* _SOURCE RECORDS_
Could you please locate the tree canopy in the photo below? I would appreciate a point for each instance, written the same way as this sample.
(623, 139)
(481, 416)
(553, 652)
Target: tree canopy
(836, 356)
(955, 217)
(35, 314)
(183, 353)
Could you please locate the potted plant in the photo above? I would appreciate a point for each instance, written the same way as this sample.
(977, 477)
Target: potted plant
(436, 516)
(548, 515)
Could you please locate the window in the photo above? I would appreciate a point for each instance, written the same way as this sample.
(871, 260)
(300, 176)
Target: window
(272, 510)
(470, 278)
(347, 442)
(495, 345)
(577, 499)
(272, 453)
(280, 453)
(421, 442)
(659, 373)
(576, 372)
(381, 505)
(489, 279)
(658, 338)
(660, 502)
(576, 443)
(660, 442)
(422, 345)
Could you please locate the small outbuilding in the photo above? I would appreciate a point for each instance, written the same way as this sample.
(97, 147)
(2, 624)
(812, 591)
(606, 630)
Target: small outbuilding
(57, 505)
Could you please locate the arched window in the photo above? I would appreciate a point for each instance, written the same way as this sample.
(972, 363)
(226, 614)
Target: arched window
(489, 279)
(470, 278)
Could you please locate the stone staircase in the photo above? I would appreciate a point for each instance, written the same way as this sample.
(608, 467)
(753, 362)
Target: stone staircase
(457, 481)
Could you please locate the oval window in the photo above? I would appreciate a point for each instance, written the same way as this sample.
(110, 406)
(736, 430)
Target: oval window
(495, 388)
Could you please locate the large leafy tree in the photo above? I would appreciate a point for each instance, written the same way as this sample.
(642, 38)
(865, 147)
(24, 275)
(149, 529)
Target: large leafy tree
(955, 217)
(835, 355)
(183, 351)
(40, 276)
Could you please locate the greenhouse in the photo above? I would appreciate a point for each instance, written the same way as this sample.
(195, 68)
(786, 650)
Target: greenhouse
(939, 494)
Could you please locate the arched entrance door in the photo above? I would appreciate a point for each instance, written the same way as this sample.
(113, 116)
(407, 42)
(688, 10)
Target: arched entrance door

* _WHAT THE EXERCISE ASKS_
Repeat the lines from the one containing "Could you please locate the small" through the end of the listing, exactly and without any other lines; both ends are included.

* _RESULT OF THIS EXERCISE_
Could you please locate the small outbuilding in the photo above? I would appreciate a point for each instance, written the same way as this sample.
(97, 147)
(2, 624)
(812, 591)
(606, 630)
Target: small outbuilding
(57, 505)
Could you please locate the arched window in the photo above? I would appreciate a point for each instance, written the same way as this sample.
(972, 363)
(226, 614)
Target: arched window
(489, 279)
(470, 278)
Could you please locate the stone staircase in the photo above? I would appreciate a point for each instance, written the same way as this sample.
(608, 467)
(753, 362)
Target: stone staircase
(457, 481)
Could you please locate the oval window in the photo above? I would appreciate a point for each instance, written the same way as this sample.
(110, 406)
(736, 430)
Target: oval window
(495, 388)
Could you please locate the large leafy tree in the photo above? I would appreciate a point for each instance, written the same way as this sample.
(642, 38)
(865, 147)
(24, 275)
(149, 529)
Target: large leafy tree
(955, 217)
(835, 355)
(183, 351)
(40, 276)
Could you please locate the greenhouse in the photo above? I would appreciate a point for each instance, written the same way as this sample.
(195, 68)
(786, 650)
Target: greenhouse
(939, 494)
Could you please locate the arched entrance door in the photo above? I would appreciate a point for each instance, written the same way as this sample.
(113, 116)
(407, 42)
(688, 10)
Target: arched entrance door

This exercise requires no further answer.